#### Directions:
For the records that follow, please set down exactly the lines between the one holding "positive clicks: (1150, 438)" and the one holding "negative clicks: (603, 133)", inclusive, and only those.

Items from a dataset
○ ○ ○ ○ ○
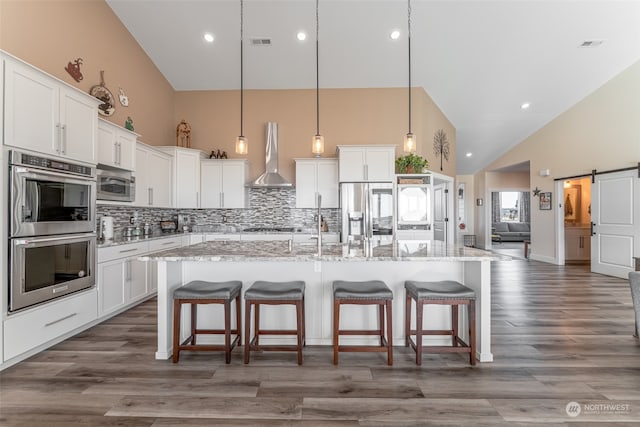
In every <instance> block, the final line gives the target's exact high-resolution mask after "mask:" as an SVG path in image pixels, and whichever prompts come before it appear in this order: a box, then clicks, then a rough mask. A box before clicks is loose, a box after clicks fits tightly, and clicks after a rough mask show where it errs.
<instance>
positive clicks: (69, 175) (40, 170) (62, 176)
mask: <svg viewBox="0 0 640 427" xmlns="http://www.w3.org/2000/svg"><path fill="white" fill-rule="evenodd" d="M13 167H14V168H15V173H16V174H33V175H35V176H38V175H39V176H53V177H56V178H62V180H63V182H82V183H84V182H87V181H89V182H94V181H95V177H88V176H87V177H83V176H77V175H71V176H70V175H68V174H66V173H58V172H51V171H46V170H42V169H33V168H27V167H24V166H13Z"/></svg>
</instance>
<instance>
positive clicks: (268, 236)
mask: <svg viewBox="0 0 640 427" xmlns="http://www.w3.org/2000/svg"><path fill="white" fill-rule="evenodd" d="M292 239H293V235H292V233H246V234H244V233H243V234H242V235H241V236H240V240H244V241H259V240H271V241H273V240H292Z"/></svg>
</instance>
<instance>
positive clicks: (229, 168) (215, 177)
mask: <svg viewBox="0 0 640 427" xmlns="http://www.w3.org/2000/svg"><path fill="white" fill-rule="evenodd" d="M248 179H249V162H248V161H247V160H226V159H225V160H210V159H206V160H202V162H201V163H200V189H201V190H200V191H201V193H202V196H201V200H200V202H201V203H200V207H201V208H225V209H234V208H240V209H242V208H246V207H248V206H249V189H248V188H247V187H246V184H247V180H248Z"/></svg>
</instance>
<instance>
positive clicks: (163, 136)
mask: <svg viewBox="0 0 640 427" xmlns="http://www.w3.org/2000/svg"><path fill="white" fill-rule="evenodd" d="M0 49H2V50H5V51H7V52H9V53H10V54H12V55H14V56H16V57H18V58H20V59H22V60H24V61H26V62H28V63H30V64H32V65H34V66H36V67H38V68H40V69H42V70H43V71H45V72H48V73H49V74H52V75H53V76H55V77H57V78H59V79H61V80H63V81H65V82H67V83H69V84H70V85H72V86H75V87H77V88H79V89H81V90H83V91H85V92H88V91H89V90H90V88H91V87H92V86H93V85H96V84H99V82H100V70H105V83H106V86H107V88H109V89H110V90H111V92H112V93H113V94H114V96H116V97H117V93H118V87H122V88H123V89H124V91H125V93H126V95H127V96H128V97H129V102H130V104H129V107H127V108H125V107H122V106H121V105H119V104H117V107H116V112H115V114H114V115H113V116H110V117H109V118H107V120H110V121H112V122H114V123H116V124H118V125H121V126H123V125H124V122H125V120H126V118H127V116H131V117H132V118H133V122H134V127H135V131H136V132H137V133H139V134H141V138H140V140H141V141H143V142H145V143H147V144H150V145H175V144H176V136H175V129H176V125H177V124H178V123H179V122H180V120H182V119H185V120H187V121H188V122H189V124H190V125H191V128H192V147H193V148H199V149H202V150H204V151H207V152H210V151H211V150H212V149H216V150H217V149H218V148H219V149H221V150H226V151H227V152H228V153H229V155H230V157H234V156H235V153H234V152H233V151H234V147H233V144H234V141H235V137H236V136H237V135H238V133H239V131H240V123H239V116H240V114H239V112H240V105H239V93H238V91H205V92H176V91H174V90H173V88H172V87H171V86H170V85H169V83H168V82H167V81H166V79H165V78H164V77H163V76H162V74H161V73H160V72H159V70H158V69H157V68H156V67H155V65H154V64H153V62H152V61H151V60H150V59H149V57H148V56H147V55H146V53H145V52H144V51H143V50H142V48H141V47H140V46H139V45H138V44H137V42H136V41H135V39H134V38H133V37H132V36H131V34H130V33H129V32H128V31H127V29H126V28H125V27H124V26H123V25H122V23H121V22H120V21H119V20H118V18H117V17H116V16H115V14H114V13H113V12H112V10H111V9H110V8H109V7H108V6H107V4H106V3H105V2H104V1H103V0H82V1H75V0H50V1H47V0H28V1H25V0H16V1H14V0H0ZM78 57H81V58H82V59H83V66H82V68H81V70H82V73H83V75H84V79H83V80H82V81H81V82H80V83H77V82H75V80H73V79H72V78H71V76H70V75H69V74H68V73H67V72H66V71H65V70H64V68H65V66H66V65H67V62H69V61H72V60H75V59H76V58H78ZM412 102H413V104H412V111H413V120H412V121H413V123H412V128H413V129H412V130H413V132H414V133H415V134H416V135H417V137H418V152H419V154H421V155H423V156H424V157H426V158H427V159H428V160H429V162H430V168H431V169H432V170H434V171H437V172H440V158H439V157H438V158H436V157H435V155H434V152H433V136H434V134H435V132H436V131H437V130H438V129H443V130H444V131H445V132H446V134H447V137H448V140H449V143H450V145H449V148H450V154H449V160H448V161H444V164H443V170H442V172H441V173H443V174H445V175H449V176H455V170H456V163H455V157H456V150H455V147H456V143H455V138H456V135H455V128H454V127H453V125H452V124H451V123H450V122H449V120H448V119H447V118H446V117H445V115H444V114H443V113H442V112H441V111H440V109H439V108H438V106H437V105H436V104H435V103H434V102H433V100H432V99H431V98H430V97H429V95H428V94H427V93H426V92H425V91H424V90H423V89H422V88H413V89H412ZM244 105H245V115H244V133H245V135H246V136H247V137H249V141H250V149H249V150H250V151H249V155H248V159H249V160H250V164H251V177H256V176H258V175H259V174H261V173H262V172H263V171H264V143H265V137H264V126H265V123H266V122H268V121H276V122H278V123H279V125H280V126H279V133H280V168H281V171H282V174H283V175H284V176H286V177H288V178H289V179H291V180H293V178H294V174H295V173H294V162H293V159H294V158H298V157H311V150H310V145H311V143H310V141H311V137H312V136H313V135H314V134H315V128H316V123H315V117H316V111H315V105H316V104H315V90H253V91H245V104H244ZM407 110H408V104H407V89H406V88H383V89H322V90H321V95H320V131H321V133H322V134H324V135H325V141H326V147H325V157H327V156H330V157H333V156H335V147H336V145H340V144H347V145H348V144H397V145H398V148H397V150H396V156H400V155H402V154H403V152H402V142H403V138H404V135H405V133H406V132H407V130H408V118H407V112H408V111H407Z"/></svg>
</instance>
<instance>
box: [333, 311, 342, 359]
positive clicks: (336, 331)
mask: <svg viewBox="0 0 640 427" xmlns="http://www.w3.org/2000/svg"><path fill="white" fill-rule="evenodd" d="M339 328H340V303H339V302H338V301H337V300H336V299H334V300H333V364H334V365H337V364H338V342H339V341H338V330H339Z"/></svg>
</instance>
○ ○ ○ ○ ○
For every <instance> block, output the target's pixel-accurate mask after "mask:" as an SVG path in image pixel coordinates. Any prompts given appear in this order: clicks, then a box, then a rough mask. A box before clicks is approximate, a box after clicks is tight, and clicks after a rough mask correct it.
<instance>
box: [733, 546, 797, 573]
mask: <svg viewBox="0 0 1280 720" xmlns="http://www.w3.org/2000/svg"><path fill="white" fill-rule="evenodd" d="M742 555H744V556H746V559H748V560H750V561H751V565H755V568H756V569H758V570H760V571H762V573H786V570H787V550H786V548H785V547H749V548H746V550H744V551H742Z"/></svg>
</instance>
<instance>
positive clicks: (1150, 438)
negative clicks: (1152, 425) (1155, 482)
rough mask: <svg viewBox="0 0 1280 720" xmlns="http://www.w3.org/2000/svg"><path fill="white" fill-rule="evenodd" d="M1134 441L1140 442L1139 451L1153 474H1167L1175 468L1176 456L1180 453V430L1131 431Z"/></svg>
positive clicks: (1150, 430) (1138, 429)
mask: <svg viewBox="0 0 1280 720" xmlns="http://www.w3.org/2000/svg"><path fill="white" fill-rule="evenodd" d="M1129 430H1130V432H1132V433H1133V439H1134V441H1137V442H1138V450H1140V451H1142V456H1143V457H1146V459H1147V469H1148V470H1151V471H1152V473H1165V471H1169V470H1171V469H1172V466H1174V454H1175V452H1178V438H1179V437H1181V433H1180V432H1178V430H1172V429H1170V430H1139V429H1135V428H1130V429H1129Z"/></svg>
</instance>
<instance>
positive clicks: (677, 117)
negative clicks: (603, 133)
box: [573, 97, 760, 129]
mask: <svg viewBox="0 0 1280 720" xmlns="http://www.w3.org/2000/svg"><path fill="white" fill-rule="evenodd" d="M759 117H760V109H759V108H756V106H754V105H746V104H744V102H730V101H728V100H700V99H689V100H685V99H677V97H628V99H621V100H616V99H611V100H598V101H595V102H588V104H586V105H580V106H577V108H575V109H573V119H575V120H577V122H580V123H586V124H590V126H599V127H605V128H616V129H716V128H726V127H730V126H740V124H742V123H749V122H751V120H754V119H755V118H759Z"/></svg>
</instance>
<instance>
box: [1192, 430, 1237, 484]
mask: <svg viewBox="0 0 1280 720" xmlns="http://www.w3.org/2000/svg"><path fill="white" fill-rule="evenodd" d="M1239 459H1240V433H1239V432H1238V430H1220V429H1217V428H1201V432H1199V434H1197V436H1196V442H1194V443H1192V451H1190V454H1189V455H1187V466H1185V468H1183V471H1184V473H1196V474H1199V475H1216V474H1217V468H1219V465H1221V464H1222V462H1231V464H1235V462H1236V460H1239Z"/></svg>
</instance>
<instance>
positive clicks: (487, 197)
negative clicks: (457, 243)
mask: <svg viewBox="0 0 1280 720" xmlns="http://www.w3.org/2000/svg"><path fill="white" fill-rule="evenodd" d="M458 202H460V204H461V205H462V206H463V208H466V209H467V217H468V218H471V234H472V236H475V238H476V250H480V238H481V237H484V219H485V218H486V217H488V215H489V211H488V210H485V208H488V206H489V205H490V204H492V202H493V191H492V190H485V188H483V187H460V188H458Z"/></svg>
○ ○ ○ ○ ○
#### Finished exercise:
positive clicks: (1150, 438)
negative clicks: (1152, 425) (1155, 482)
rough mask: <svg viewBox="0 0 1280 720" xmlns="http://www.w3.org/2000/svg"><path fill="white" fill-rule="evenodd" d="M1134 441L1140 442L1139 451L1153 474H1167L1175 468L1176 456L1180 453V430L1131 431Z"/></svg>
positive clicks: (1150, 430) (1138, 429)
mask: <svg viewBox="0 0 1280 720" xmlns="http://www.w3.org/2000/svg"><path fill="white" fill-rule="evenodd" d="M1129 430H1130V432H1132V433H1133V439H1134V441H1137V442H1138V450H1140V451H1142V456H1143V457H1146V459H1147V469H1148V470H1151V471H1152V473H1165V471H1169V470H1171V469H1172V466H1174V454H1175V452H1178V438H1179V437H1181V433H1180V432H1178V430H1172V429H1170V430H1139V429H1135V428H1130V429H1129Z"/></svg>
</instance>
<instance>
positive clicks: (677, 117)
negative clicks: (603, 133)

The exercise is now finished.